Segment Start: Page text
The Principles of Well-bred Men

Julius Evola famously said, in denying he was a fascist, that his principles were those that “every well-bred man considered healthy, sane, and normal prior to the French revolution.” It is time, now, to investigate, describe, and defend those principles.

There are two phases in the recovery of Tradition, i.e., the opposite of the regression of the castes:

  1. The first relies on one’s own efforts and the development of an inner strength. No longer enthralled by the myths of modernism, man learns to rely on himself. Through self-discipline, he resists the mediocrity of the collective. He integrates his personality into a coherent whole, with all its parts subject to his spirit and his will. No longer dominated by sensuality, greed, willfulness, and attraction to the glamour of the world, he will discover new forces to guide his mind and actions.
  2. The first phase is the preparation and the opening to the second. This phase involves an opening to the transcendent and the supernatural.

For our purposes, we will be focusing on the first phase. Evola identified Joseph de Maistre and Donoso Cortes as two of the spirits who exemplified these principles. A contemporary of Evola, Charles Maurras recapitulated that spirit in a natural way, hence we will be using him as a model. This is our promised comparison of those two counter-revolutionaries, in fulfillment of Alain de Benoist’s challenge.

There will be resistance to this, first of all, because the modern mind is totally attached to revolution. Secondly, these two writers are associated with losers, hated losers at that: Evola, through his association with Fascism and Maurras as a collaborator with Vichy France. Yet, those historical accidents do not alter the principles. Evola supported fascism only to the extent it embodied some of those principles. Maurras despised and distrusted the Nazis, but he hated liberalism even more.

Maurras, like Evola, was a classicist, an admirer of the spirit of ancient Greece and Rome. He was also a Medievalist although, again like Evola, he rejected Christianity. Yet there is a fundamental difference between the two; Maurras was a Positivist, totally rejecting the transcendent and the supernatural. Nevertheless, he accepted the reality of the natural law, both for things and for men. Hence, he accepted the moral and social teachings of the Church, particular as exemplified by Thomas Aquinas. He regarded them as rationally demonstrable and in continuity with antique paganism. This actually serves as a benefit, since the principles can be discussed independently of any spiritual or religious system.


Therefore, I shall be translating some of Maurras’ works and relating them to those natural law teachings. But first, I need to take a little time off for vacation and translation.

2 thoughts on “The Principles of Well-bred Men

  1. Regarding the first phase, it’s critical to have an idea of what you are to become. An exercise that can help here is to write an obituary for yourself, presuming you became your ideal self before you died.

    Without an ideal to guide the individual it’s meaningless to think about “integrating the self” or “self-discipline to resist mediocrity”. It is after all our own mediocrity that we must resist, and we can’t do so unless we can measure our existing selves against our ideal selves.

  2. I’ve read that Maurras collaborated with a journal that replaced Action Francaise in the final year of his life when he was released from prison into hospital. Are you aware if he did anymore writing at that point (I’m guessing it would be unlikely considering the state he was in)? I know Maurras apparently returned to the Church’s metaphysical teachings (and in turn returned to the Church fold) when he was nearing the very end of his life, so the potential development that his writings could have taken from that would be interesting.
Segment End: Page text
Segment Start: Records
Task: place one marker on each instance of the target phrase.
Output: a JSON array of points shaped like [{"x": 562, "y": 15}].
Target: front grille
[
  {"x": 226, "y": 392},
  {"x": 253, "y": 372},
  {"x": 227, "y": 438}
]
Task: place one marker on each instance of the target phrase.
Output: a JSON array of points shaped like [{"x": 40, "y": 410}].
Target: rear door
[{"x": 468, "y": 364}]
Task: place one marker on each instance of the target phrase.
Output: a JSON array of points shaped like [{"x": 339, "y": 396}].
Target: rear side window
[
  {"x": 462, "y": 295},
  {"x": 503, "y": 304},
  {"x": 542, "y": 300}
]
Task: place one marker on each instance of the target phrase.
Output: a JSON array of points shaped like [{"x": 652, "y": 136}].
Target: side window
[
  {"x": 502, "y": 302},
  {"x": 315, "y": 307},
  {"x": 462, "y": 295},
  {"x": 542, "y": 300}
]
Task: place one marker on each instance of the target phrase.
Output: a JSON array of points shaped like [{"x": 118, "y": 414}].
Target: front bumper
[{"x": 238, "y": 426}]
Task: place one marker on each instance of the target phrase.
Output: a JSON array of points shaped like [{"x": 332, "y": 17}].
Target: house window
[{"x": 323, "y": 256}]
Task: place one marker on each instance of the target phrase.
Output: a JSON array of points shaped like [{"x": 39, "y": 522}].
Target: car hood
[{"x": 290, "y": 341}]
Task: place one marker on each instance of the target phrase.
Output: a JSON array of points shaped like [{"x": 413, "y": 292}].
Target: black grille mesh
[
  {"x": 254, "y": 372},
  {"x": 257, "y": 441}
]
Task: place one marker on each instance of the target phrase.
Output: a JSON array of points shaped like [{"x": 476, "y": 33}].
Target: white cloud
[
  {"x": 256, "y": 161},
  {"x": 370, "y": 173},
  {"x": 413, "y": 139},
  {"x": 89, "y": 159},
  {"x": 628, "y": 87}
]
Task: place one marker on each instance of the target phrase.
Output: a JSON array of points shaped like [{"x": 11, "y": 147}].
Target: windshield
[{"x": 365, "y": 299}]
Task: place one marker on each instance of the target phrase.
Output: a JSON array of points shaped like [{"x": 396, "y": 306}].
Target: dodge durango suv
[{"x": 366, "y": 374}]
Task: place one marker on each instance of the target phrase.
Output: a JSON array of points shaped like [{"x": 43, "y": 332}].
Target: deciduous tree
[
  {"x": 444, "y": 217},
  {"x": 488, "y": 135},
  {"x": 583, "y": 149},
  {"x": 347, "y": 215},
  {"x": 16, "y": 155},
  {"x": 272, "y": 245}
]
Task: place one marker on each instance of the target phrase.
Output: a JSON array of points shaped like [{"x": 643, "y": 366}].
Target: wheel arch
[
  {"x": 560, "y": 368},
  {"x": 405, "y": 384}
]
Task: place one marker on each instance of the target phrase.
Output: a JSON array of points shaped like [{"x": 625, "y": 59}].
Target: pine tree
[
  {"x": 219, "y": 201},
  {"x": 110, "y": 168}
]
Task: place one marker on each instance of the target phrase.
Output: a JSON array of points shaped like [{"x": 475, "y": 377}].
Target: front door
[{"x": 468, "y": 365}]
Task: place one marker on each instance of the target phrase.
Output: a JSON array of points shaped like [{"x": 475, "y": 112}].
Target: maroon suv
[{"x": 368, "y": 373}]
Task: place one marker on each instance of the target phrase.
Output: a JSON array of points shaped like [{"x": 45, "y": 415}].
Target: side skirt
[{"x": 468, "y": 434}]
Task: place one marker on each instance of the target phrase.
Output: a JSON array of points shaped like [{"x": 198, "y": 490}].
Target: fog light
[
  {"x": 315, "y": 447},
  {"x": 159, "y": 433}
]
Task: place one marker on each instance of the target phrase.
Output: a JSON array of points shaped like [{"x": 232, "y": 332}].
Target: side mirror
Segment End: Records
▶ Exercise directions
In the essay on the principles of well-bred men, reproduce word for word the stretch from "Therefore, I shall" through "before you died.".

▶ Result
Therefore, I shall be translating some of Maurras’ works and relating them to those natural law teachings. But first, I need to take a little time off for vacation and translation.

2 thoughts on “The Principles of Well-bred Men

  1. Regarding the first phase, it’s critical to have an idea of what you are to become. An exercise that can help here is to write an obituary for yourself, presuming you became your ideal self before you died.